- Task
Everything in the records must be copied exactly except the pictures.

- Data to process
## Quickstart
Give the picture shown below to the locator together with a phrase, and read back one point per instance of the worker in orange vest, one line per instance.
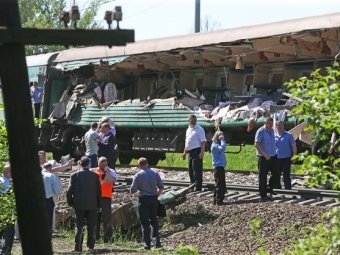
(107, 177)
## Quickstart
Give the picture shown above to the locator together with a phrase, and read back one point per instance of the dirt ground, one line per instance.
(233, 228)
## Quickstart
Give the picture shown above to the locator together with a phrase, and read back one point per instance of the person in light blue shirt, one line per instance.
(149, 185)
(286, 148)
(7, 234)
(266, 152)
(92, 139)
(218, 148)
(36, 93)
(53, 188)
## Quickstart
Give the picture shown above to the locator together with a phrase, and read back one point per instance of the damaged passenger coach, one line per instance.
(231, 79)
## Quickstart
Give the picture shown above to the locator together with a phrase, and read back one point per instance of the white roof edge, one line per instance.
(326, 21)
(40, 59)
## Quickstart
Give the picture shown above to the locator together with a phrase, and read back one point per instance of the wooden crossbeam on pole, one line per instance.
(35, 36)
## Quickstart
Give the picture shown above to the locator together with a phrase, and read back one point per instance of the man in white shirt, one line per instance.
(195, 146)
(7, 234)
(92, 139)
(53, 188)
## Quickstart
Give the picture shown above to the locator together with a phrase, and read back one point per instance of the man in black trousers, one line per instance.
(84, 194)
(149, 186)
(107, 145)
(266, 152)
(195, 146)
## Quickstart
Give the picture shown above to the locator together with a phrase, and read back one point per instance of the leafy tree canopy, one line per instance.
(320, 94)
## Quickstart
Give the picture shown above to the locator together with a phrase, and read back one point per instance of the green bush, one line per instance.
(7, 201)
(322, 239)
(320, 94)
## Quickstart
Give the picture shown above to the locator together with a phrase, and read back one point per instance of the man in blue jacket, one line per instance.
(218, 147)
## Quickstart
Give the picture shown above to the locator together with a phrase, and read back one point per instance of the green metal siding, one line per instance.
(134, 115)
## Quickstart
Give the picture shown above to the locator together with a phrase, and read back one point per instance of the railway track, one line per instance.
(169, 168)
(245, 193)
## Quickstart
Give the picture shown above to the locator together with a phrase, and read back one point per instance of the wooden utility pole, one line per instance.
(197, 16)
(26, 172)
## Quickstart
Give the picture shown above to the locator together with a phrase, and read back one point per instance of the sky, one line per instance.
(161, 18)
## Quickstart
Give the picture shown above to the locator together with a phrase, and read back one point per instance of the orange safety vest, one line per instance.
(106, 187)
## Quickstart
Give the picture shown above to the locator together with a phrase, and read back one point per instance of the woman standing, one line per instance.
(218, 147)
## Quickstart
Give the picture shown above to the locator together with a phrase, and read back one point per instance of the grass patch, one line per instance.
(63, 243)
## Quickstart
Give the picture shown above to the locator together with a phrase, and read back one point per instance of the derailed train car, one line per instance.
(231, 79)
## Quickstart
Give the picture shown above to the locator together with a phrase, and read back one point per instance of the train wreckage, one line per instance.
(229, 78)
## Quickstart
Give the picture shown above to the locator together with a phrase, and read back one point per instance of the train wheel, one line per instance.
(153, 160)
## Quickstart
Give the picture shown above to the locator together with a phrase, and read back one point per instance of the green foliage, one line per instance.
(7, 201)
(186, 250)
(322, 239)
(320, 96)
(255, 225)
(261, 251)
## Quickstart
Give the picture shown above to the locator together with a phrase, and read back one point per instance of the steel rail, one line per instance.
(171, 168)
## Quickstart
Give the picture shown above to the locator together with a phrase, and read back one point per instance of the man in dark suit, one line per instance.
(107, 145)
(84, 194)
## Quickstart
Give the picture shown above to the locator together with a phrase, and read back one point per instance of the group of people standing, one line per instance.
(90, 189)
(275, 148)
(100, 142)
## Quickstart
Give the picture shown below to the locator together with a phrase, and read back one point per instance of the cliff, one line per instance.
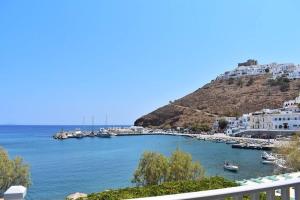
(231, 97)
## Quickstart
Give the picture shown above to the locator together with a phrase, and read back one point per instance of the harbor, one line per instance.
(235, 142)
(103, 163)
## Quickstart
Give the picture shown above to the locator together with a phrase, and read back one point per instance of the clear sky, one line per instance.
(61, 61)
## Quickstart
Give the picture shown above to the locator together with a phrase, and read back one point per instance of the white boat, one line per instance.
(268, 162)
(267, 156)
(231, 167)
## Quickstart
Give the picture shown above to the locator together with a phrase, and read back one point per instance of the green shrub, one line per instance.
(230, 81)
(155, 168)
(12, 172)
(240, 83)
(250, 82)
(164, 189)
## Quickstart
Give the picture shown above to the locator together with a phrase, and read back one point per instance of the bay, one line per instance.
(88, 165)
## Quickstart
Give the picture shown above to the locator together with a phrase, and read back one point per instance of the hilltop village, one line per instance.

- Your solution
## Quickstart
Give the picture shown below to the locator together with a phrase, and read back one point per instance of the worker in orange vest, one line per instance.
(107, 177)
## Quickstart
Give the picture shown above to the locator together with a phrase, and read back one point per instance of the dirt ground, one line per instance.
(233, 228)
## Quickstart
Give the picture shown above to the locator together with a phrase, and read back one point per instance of the person in light blue shirt, one line per instance.
(149, 185)
(286, 148)
(7, 234)
(266, 152)
(92, 139)
(218, 148)
(36, 93)
(53, 188)
## Quickstart
Give the picture shown above to the locator together with a phrase, and read back one point per instance of the damaged passenger coach, one line per instance.
(231, 79)
## Quickstart
Give the picture shown above to the locator together with a phrase, and read back one point per instance of the white roof edge, one line per instance.
(326, 21)
(40, 59)
## Quickstart
Give the picture shown above to the locator together with a phrase, and read back one point per instance of the wooden crossbeam on pole, one line per instance.
(35, 36)
## Quickstart
Give the picture shown above to the locator together with a phrase, and read back one point per instance of the man in white shirt, one line per instance.
(195, 146)
(7, 234)
(92, 139)
(53, 188)
## Quickstart
Give the picture shown above to the locator together with a phrase, and read back one point per instance of the man in black trousers, one line per instance.
(84, 194)
(149, 186)
(107, 145)
(266, 152)
(195, 146)
## Quickstart
Give the picture shown above to the locator together with a phrase, and read back one point per instance of the leafy tree canopy, one line per instance.
(320, 94)
## Quickstart
Give the picture shown above to the locator together with a phrase, and read back one point per instance of the green bush, one line per instance.
(7, 201)
(322, 239)
(320, 94)
## Quickstart
Give the picture shown above to the locator together with a phrase, and read back one point per instance of the man in blue jacket, one line per instance.
(218, 147)
## Quickstart
Give the picture shown above to the locator together with a phrase, and read back one point per instance of the green metal siding, one line per instance.
(134, 115)
## Quickstart
Give the picture shown above to the locator together with a phrase, and read back one point per instance of the railway track, one line per instance.
(169, 168)
(245, 193)
## Quickstart
Give the picture shown above to the locator together with a phrase, and read back one point per instance of the wooden utility pole, one line per instance.
(197, 16)
(26, 172)
## Quickstart
Give the picture shown above to the locator together with a phrase, and read back one point per instance of the sky, one line per instance.
(161, 18)
## Quickstart
Give the picture shown above to the locator together with a phrase, and read back one point per instance of the orange safety vest, one line per instance.
(106, 187)
## Quickstart
Give the picture shown above to the locator together with a phrase, and read back one point per instance of the woman standing, one line per instance.
(218, 147)
## Quickstart
Give the picture shown above to the locator together with a phrase, and read back one point per instance of the grass patch, one line per instance.
(63, 243)
## Quickstart
Give the picture shown above to the locator together with a phrase, and read back one point per instance of the derailed train car, one line per instance.
(231, 79)
## Quickstart
Give the picture shown above to the locator together with a phrase, and read back one point per instance of the train wreckage, one line per instance.
(229, 78)
## Quickstart
Give the picture shown above to the locator together with a phrase, and read back one point per instance of the train wheel, one line per instance.
(153, 160)
## Quickstart
Give the picture shown above to the locator together with a phrase, and read back one point per instance of the green foliage, one line per instance.
(7, 201)
(186, 250)
(322, 239)
(320, 96)
(255, 225)
(261, 251)
## Quickstart
Give the picture shown above to the locator together with a phrase, and read back one point per instance of the steel rail, one line per instance.
(171, 168)
## Quickstart
Give the picture shown above to the locator together with a phrase, and read back one point per instance of the man in dark suit, one line per instance.
(107, 145)
(84, 194)
## Quickstart
Give the picture shown above to the locator together with a phrase, and read back one point per instance of the group of people standing, one line per instance.
(90, 189)
(275, 148)
(100, 142)
## Quickstart
Give the picture shown below to the locator together with a phrase, and read back one point per instance of the cliff, one line per instance.
(231, 97)
## Quickstart
Give the picture shown above to the locator together with a phrase, and read back one point per instance of the harbor, one line per instance.
(235, 142)
(103, 163)
## Quickstart
Give the picture shown above to the locator together with a phrase, and read back one point per instance of the clear sky, one line per instance.
(61, 61)
## Quickstart
Give the picture shown above to the locator together with a phrase, and read back one point per instance of the white boat, one line per instance.
(268, 162)
(267, 156)
(231, 167)
## Quickstart
Give the picture shown above to the locator together with a phrase, and read back one point per instance of the green shrub, one line per instance.
(230, 81)
(155, 168)
(12, 172)
(240, 83)
(250, 82)
(164, 189)
## Quickstart
Give the picture shown above to the locator together with a phrase, and read back one point per instance of the bay, one line per instance.
(88, 165)
## Quickstart
Give the picture shown above to the locator together with a phrase, and read back one point per instance of the hilltop village, one line per instance.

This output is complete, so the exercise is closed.